Wpisy wskazujące nazwane obiekty

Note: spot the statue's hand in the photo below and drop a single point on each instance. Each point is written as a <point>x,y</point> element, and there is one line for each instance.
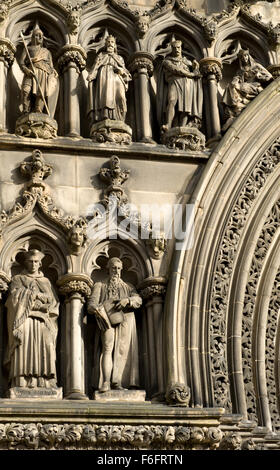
<point>122,303</point>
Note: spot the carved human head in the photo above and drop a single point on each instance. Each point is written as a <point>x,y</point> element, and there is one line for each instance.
<point>115,267</point>
<point>110,42</point>
<point>33,260</point>
<point>37,35</point>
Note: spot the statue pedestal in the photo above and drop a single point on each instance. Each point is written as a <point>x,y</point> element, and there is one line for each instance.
<point>120,395</point>
<point>184,138</point>
<point>42,393</point>
<point>38,125</point>
<point>109,130</point>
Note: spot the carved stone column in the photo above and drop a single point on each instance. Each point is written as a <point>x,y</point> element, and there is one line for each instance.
<point>211,70</point>
<point>76,287</point>
<point>141,67</point>
<point>7,54</point>
<point>152,290</point>
<point>71,62</point>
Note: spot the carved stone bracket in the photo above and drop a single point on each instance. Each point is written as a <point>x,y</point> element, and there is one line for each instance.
<point>142,62</point>
<point>7,51</point>
<point>72,55</point>
<point>178,395</point>
<point>211,66</point>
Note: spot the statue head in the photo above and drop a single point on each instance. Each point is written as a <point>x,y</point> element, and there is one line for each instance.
<point>33,261</point>
<point>110,43</point>
<point>176,46</point>
<point>115,267</point>
<point>37,36</point>
<point>143,23</point>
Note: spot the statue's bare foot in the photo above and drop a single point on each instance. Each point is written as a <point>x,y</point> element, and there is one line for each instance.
<point>105,387</point>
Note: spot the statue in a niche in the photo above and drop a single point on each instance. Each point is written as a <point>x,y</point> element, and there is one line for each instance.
<point>249,80</point>
<point>108,84</point>
<point>39,89</point>
<point>32,311</point>
<point>180,99</point>
<point>113,303</point>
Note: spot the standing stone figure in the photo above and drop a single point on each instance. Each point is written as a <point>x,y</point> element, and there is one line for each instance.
<point>32,311</point>
<point>247,83</point>
<point>108,84</point>
<point>182,97</point>
<point>113,302</point>
<point>36,80</point>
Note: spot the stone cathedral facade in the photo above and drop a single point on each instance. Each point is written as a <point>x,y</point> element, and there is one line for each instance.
<point>140,210</point>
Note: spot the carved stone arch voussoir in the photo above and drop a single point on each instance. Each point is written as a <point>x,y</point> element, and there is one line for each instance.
<point>206,269</point>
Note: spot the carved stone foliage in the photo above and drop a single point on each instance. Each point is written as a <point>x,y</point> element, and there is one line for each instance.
<point>224,267</point>
<point>98,436</point>
<point>35,193</point>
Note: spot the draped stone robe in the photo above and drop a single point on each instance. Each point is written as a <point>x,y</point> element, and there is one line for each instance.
<point>32,328</point>
<point>125,354</point>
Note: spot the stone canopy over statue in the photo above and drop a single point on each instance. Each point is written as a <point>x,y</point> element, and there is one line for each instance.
<point>180,100</point>
<point>249,80</point>
<point>113,303</point>
<point>39,90</point>
<point>32,311</point>
<point>108,84</point>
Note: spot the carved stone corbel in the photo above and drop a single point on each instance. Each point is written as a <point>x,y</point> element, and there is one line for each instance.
<point>72,62</point>
<point>76,288</point>
<point>211,69</point>
<point>141,67</point>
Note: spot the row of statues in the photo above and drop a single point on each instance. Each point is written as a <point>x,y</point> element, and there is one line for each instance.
<point>32,312</point>
<point>179,89</point>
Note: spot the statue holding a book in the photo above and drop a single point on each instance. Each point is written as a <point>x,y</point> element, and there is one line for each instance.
<point>113,302</point>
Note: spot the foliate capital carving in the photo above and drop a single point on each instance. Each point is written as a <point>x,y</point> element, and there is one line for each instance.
<point>7,50</point>
<point>75,284</point>
<point>142,62</point>
<point>74,55</point>
<point>178,395</point>
<point>211,66</point>
<point>114,177</point>
<point>153,287</point>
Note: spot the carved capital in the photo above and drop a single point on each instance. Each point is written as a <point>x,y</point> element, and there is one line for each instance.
<point>74,55</point>
<point>274,70</point>
<point>75,284</point>
<point>178,395</point>
<point>153,287</point>
<point>141,62</point>
<point>7,51</point>
<point>4,283</point>
<point>211,66</point>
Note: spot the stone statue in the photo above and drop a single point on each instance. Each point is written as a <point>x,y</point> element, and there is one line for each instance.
<point>32,311</point>
<point>108,83</point>
<point>112,302</point>
<point>39,91</point>
<point>180,99</point>
<point>247,83</point>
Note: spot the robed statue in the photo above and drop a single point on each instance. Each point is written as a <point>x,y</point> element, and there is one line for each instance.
<point>180,96</point>
<point>113,302</point>
<point>32,311</point>
<point>249,80</point>
<point>108,83</point>
<point>40,77</point>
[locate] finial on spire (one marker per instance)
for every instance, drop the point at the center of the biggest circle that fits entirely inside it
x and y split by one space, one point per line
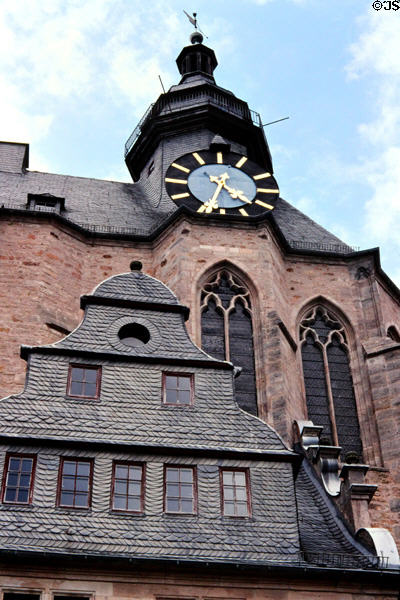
198 35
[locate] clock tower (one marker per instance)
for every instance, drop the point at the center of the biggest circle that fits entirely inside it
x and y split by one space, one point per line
208 146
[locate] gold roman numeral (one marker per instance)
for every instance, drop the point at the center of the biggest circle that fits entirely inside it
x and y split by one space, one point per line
267 191
198 158
184 169
264 204
171 180
179 196
241 162
262 176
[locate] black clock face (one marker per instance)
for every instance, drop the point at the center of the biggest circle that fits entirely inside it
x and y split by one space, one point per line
221 183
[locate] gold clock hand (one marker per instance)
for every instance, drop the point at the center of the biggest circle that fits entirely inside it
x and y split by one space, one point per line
237 194
212 202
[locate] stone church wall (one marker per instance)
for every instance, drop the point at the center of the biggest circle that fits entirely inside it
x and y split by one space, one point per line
46 268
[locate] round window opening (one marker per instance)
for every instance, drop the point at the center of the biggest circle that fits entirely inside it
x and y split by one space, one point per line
134 335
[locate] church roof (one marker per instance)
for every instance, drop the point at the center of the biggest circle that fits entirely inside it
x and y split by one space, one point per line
135 286
116 207
128 421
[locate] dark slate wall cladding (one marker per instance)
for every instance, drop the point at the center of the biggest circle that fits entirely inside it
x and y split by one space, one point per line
315 384
321 530
130 409
99 332
270 534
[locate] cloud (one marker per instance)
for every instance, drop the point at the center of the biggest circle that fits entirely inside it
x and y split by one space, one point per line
57 54
375 58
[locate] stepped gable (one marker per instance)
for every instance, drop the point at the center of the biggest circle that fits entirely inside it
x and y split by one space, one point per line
129 409
93 204
135 286
271 535
138 299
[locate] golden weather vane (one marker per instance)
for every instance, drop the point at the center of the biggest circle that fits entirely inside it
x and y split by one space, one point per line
193 21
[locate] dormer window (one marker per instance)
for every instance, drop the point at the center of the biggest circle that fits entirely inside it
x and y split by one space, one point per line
177 389
180 490
18 478
45 202
235 493
84 382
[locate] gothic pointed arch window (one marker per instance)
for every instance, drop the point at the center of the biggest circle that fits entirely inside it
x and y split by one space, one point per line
328 382
227 331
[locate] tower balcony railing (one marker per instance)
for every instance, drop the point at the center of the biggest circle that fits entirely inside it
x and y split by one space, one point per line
200 96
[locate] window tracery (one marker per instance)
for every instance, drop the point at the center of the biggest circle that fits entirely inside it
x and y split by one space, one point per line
227 331
328 381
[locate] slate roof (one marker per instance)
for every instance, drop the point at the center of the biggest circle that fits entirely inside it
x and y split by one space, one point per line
135 286
271 534
127 419
322 530
124 207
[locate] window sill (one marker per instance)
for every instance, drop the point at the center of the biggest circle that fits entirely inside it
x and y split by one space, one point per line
126 513
14 505
69 509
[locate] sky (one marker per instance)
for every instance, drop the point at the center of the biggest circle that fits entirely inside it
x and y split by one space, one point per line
76 76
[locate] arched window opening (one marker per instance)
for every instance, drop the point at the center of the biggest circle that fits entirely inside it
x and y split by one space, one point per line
227 331
328 381
393 334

_Zadanie_
Przepisz jako listę JSON ciągów znaków wiersze materiału, zaczynając od wiersza zawierającego „Note: spot the carved stone foliage”, a kończąc na wierszu zawierającym „<point>35,193</point>”. Oba te wiersze uwzględnij, każdy wiersz zapisz jako osobny element, a puste wiersze pomiń.

_Rozwiązanie_
[
  "Note: spot the carved stone foliage in the photo above and drop a single point on each instance. Each point is written as a <point>x,y</point> element, and there is one line for each instance.",
  "<point>224,267</point>",
  "<point>98,436</point>",
  "<point>35,193</point>"
]